◆ What you will do: Every line holding the string "fuselage" is to be copied from the entries below.

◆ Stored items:
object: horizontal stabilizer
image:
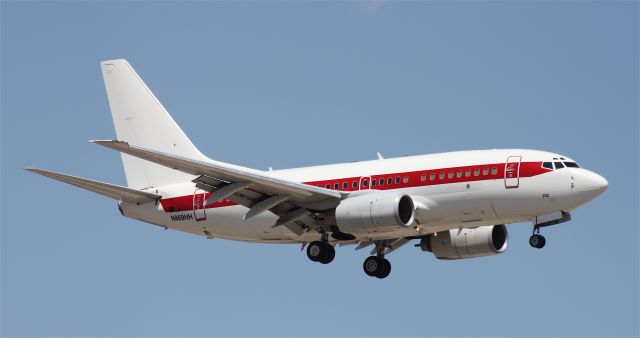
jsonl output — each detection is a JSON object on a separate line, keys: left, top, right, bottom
{"left": 25, "top": 168, "right": 161, "bottom": 203}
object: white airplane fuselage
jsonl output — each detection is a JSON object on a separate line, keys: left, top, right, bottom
{"left": 29, "top": 60, "right": 608, "bottom": 278}
{"left": 120, "top": 148, "right": 607, "bottom": 243}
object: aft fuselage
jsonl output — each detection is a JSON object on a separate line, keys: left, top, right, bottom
{"left": 119, "top": 149, "right": 607, "bottom": 243}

◆ Your solution:
object: white airplane fuselage
object: aft fuselage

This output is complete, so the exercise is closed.